● **SUPPLIED DATA**
━━━━

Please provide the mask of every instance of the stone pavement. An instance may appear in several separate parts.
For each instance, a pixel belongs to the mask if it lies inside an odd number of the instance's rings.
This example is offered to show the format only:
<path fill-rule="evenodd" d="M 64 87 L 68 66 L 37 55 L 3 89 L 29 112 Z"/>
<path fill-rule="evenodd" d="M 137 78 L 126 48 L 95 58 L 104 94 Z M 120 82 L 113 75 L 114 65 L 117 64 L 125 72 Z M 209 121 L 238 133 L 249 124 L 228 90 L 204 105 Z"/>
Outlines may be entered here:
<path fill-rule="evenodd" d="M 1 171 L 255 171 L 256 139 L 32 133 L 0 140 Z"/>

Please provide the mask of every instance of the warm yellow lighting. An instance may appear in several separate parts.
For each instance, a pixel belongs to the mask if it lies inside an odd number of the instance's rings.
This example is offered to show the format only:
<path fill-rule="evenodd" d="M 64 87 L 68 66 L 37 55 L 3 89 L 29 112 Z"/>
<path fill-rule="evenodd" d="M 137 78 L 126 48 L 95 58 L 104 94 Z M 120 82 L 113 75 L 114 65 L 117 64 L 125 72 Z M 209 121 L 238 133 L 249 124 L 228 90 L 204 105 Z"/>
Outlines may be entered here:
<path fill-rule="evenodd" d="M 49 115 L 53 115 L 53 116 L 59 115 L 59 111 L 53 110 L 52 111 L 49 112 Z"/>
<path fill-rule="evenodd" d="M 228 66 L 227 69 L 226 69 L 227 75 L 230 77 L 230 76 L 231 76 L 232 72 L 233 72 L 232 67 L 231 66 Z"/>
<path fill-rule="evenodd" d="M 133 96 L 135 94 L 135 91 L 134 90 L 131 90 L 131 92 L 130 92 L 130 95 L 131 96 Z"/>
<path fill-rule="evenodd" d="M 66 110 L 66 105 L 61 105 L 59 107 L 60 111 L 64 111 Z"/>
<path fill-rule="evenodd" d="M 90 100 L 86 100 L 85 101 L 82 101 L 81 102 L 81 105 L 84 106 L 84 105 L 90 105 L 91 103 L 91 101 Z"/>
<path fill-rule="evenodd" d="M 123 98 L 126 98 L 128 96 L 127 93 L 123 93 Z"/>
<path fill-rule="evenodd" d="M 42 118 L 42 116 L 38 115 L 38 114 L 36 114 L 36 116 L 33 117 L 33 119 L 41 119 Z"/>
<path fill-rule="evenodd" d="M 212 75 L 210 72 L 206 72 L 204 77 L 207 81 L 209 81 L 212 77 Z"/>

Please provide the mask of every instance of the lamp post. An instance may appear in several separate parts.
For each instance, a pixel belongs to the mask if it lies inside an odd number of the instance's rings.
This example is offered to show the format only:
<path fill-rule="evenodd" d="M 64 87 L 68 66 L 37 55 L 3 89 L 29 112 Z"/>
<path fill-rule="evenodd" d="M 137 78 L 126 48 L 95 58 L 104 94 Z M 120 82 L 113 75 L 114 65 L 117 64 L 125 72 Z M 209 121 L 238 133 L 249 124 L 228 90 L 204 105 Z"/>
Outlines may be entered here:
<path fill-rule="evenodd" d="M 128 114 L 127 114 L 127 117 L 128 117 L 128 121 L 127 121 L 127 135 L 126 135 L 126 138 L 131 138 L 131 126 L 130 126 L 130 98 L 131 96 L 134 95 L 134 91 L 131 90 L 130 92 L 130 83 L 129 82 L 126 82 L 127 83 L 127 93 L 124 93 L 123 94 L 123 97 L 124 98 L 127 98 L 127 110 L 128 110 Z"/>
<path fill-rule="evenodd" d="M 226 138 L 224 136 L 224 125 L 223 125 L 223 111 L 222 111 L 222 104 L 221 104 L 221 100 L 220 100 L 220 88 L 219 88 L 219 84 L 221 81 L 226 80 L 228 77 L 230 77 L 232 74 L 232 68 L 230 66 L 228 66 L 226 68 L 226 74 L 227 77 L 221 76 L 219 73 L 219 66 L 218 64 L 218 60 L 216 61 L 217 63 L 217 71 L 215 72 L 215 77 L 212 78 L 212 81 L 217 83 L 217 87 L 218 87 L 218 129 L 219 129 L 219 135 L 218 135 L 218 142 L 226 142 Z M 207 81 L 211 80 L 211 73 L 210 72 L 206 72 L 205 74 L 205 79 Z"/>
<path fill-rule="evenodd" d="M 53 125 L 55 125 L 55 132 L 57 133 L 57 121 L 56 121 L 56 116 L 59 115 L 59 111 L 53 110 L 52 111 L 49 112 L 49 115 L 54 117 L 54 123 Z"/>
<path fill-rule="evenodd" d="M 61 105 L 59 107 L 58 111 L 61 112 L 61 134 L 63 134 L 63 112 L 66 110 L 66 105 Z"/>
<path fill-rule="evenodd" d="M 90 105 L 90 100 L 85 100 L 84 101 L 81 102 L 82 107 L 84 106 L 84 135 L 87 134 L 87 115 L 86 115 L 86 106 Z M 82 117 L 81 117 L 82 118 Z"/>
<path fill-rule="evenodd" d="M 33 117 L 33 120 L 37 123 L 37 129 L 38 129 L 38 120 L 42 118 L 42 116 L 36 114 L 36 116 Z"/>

━━━━

Can you reproduce all of the data above word for word?

Please provide the mask of every instance of the stone pavement. An instance may appear in several separate parts.
For each instance, a pixel belongs to the mask if it lies inside an odd number of the instance's rings.
This example is offered to show the format only:
<path fill-rule="evenodd" d="M 64 87 L 68 66 L 37 55 L 3 89 L 29 112 Z"/>
<path fill-rule="evenodd" d="M 137 78 L 126 48 L 95 58 L 104 94 Z M 120 82 L 113 75 L 114 65 L 117 64 L 125 72 Z M 209 121 L 238 133 L 249 124 L 228 90 L 204 105 Z"/>
Outlines may be entered here:
<path fill-rule="evenodd" d="M 1 171 L 255 171 L 256 139 L 32 133 L 0 140 Z"/>

Please provide the mask of every instance of the warm yellow lighting. An instance may appear in several separate parts.
For each instance, a pixel belongs to the mask if it lies inside an odd number of the instance's rings.
This example is offered to show the format only:
<path fill-rule="evenodd" d="M 64 87 L 68 66 L 37 55 L 3 89 L 29 112 Z"/>
<path fill-rule="evenodd" d="M 137 78 L 126 48 L 95 58 L 104 94 Z M 120 82 L 113 75 L 114 65 L 117 64 L 125 72 Z M 209 121 L 238 133 L 249 124 L 228 90 L 204 105 Z"/>
Outlines may be entered here:
<path fill-rule="evenodd" d="M 49 115 L 53 115 L 53 116 L 59 115 L 59 111 L 53 110 L 52 111 L 49 112 Z"/>
<path fill-rule="evenodd" d="M 228 66 L 227 69 L 226 69 L 227 75 L 230 77 L 230 76 L 231 76 L 232 72 L 233 72 L 232 67 L 231 66 Z"/>
<path fill-rule="evenodd" d="M 133 96 L 135 94 L 135 91 L 134 90 L 131 90 L 131 92 L 130 92 L 130 95 L 131 96 Z"/>
<path fill-rule="evenodd" d="M 66 110 L 66 105 L 61 105 L 59 107 L 60 111 L 64 111 Z"/>
<path fill-rule="evenodd" d="M 90 100 L 86 100 L 85 101 L 82 101 L 81 102 L 81 105 L 84 106 L 84 105 L 90 105 L 91 103 L 91 101 Z"/>
<path fill-rule="evenodd" d="M 123 98 L 126 98 L 128 96 L 127 93 L 123 93 Z"/>
<path fill-rule="evenodd" d="M 42 118 L 42 116 L 38 115 L 38 114 L 36 114 L 36 116 L 33 117 L 33 119 L 41 119 Z"/>
<path fill-rule="evenodd" d="M 212 75 L 210 72 L 206 72 L 204 77 L 207 81 L 209 81 L 212 77 Z"/>

Please provide the mask of every instance of the lamp post. An instance may appear in several separate parts.
For each instance, a pixel belongs to the mask if it lies inside an odd number of the instance's rings.
This example is offered to show the format only:
<path fill-rule="evenodd" d="M 64 87 L 68 66 L 37 55 L 3 89 L 29 112 Z"/>
<path fill-rule="evenodd" d="M 137 78 L 126 48 L 95 58 L 104 94 Z M 120 82 L 113 75 L 114 65 L 117 64 L 125 72 Z M 209 121 L 238 133 L 249 124 L 228 90 L 204 105 Z"/>
Outlines may be entered here:
<path fill-rule="evenodd" d="M 128 114 L 127 114 L 127 117 L 128 117 L 128 121 L 127 121 L 127 135 L 126 135 L 126 138 L 131 138 L 131 126 L 130 126 L 130 98 L 131 96 L 134 95 L 134 91 L 131 90 L 130 92 L 130 83 L 129 82 L 126 82 L 127 83 L 127 93 L 124 93 L 123 94 L 123 97 L 124 98 L 127 98 L 127 110 L 128 110 Z"/>
<path fill-rule="evenodd" d="M 226 138 L 224 136 L 224 125 L 223 125 L 223 111 L 222 111 L 222 104 L 221 104 L 221 100 L 220 100 L 220 88 L 219 88 L 219 84 L 221 81 L 226 80 L 228 77 L 230 77 L 232 74 L 232 68 L 230 66 L 228 66 L 226 68 L 226 74 L 227 77 L 221 76 L 219 73 L 219 66 L 218 64 L 218 60 L 216 61 L 217 63 L 217 71 L 215 72 L 215 77 L 212 78 L 212 81 L 217 83 L 217 87 L 218 87 L 218 129 L 219 129 L 219 135 L 218 135 L 218 142 L 226 142 Z M 207 81 L 211 80 L 211 73 L 210 72 L 206 72 L 205 74 L 205 79 Z"/>
<path fill-rule="evenodd" d="M 53 125 L 55 125 L 55 132 L 57 133 L 57 121 L 56 121 L 56 116 L 59 115 L 59 111 L 53 110 L 52 111 L 49 112 L 49 115 L 54 117 L 54 123 Z"/>
<path fill-rule="evenodd" d="M 61 105 L 59 107 L 58 111 L 61 112 L 61 134 L 63 134 L 63 112 L 66 110 L 66 105 Z"/>
<path fill-rule="evenodd" d="M 90 105 L 90 100 L 85 100 L 84 101 L 81 102 L 82 107 L 84 106 L 84 135 L 87 134 L 87 115 L 86 115 L 86 106 Z M 82 117 L 81 117 L 82 118 Z"/>
<path fill-rule="evenodd" d="M 33 117 L 33 120 L 37 123 L 37 129 L 38 129 L 38 120 L 42 118 L 42 116 L 36 114 L 36 116 Z"/>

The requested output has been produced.